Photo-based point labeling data

^^^^^^^^^^^^^^^^

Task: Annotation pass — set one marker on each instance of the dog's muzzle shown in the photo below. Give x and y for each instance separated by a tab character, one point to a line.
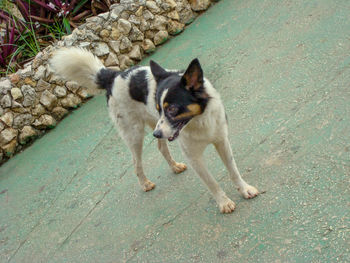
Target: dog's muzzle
158	134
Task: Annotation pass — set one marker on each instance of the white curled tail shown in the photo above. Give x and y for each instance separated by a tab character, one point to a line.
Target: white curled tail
77	64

^^^^^^^^^^^^^^^^

Put all the entries into a two-column CSV with the headers instruction and coordinates, one row per entry, with the entry's text and its answer each in its own quoted field and any line breaks replaced by spaces. Leave the pictures out.

instruction,coordinates
"Task: Annotation pass — set one marker on each instance of the dog's muzzle shown in the photo below. Give x and y for each instance separated by a tab character, one point to a line. Target: dog's muzzle","158	134"
"Task: Annotation pass — set one marker on each instance of the white curled tail shown in the photo above. Give x and y for each instance separated by a tab character, one point to a line. Target: white curled tail","77	64"